» Goal of the exercise
In the rows below, begin at the line that contains "Note to the class: locate the damaged" and stop after the line that contains "<point>275,416</point>". Write out only those lines again, switching "damaged road" to "cracked pavement" and keeping everything else unchanged.

⁂

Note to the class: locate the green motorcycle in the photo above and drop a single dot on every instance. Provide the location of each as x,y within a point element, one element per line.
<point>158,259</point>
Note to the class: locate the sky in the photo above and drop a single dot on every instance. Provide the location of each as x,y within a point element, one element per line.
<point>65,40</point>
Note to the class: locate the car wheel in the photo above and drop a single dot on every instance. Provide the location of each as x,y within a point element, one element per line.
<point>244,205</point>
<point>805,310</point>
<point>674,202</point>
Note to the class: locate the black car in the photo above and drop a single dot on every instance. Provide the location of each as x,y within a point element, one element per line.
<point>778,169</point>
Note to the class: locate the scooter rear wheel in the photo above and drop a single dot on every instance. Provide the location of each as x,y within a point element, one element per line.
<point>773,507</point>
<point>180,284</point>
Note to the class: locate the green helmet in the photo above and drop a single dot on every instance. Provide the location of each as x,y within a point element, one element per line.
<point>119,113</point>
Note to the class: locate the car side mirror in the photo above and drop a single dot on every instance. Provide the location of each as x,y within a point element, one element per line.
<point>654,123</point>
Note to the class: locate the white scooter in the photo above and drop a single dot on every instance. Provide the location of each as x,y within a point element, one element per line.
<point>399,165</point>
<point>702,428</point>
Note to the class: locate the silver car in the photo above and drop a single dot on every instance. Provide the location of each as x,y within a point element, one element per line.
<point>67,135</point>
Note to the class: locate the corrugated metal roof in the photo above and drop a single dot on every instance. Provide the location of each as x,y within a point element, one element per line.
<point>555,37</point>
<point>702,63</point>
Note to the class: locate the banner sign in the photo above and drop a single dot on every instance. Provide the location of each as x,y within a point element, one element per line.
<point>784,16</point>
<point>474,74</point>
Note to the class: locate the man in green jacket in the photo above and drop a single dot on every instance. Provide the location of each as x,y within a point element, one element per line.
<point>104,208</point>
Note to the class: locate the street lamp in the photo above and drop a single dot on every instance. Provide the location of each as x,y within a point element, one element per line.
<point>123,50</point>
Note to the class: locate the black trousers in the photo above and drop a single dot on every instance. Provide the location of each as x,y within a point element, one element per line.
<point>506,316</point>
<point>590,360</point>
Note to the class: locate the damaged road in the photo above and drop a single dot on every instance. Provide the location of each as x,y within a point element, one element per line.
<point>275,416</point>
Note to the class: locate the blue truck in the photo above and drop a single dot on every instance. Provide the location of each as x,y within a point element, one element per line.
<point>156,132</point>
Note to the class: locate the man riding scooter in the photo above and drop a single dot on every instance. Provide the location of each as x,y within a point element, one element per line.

⁂

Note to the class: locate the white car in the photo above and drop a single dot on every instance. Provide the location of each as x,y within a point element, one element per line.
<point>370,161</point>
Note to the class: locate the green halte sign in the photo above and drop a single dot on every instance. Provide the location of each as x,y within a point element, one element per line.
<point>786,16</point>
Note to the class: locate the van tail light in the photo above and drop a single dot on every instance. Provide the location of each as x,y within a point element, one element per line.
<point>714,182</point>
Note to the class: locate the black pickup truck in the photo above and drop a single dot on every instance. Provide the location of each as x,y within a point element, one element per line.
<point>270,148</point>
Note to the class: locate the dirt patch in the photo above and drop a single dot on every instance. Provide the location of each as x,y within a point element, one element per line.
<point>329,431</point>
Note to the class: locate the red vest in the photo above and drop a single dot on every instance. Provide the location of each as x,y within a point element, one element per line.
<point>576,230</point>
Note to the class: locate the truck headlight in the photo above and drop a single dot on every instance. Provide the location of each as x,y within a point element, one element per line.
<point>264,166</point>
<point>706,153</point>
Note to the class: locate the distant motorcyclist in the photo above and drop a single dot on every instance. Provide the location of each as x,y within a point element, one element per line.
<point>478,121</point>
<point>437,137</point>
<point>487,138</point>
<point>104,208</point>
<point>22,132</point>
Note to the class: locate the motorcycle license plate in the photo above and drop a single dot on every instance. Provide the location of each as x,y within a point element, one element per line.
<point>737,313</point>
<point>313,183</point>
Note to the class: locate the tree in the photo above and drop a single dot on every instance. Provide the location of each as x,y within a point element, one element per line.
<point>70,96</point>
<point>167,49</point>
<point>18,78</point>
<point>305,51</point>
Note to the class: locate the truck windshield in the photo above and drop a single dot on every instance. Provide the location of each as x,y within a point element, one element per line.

⁂

» Result below
Note to the class: locate the cracked pavement in the photo above and drop a single dot on every instance. Provide the location of each as x,y within a point element, one element per line.
<point>275,416</point>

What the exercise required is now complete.